EXERCISE SET:
**a.** According to the piece on sushi, about how many calories are in one piece of nigiri sushi?
**b.** Carry on the piece on sushi from where it ends, in the same style.

What Is Sushi And Is It Good Or Bad For You?


Sushi is a Japanese food that is prepared with raw fish, rice, vegetables and soy.

When we say raw fish… we mean when it is served for you to eat, the fish is actually raw.

That is why others think it is unhealthy.

Certain people — including pregnant women, young children, older adults, and those with weakened immune systems — may need to completely avoid sushi made with raw fish. Sushi made with raw fish may contain harmful bacteria and parasites. 

However, Sushi is a very healthy meal! It’s a good source of heart healthy omega-3 fatty acids thanks to the fish it’s made with. Sushi is also low in calories – there’s no added fat.

The most common type is nigiri sushi – fingers of sticky rice topped with a small filet of fish or seafood. On average, one piece of sushi nigiri has about 70 calories. A typical order of 6 pieces provides 310 to 420 calories, depending on the type of fish.

Maki sushi are rolls are made with sticky rice, fish and dried seaweed, called nori. Most maki places the nori on the outside, but California rolls place the rice on the outside.

When ordering sushi, from any of the Ghanaian restaurants that serve it, ask for brown rice instead of white rice. It’s more nutritious and it has a lower glycemic index than white rice.

RECORDED DATA:
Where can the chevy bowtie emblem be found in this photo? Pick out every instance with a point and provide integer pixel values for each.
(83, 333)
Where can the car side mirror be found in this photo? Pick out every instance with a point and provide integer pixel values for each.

ANSWERS TO THE TASKS:
**a.** About 70 calories.

**b.**
One concern is the high amount of mercury found in some species of fish. Women who are planning to become pregnant, who are pregnant, who are breastfeeding and young children should avoid high mercury fish which include tuna, king mackerel, swordfish, shark, tilefish, and orange roughy. Tuna and mackerel are common at sushi restaurants. The concern is that too much mercury may damage a baby’s developing brain and nervous system.

Lastly, go easy on the soy sauce, especially if you have high blood pressure. One tablespoon of regular soy sauce has 900 to 1000 milligrams of sodium – more than half of a day’s worth. Light soy sauce has about 25 per cent less sodium: 600 to 800 milligrams per tablespoon, which is still considerable.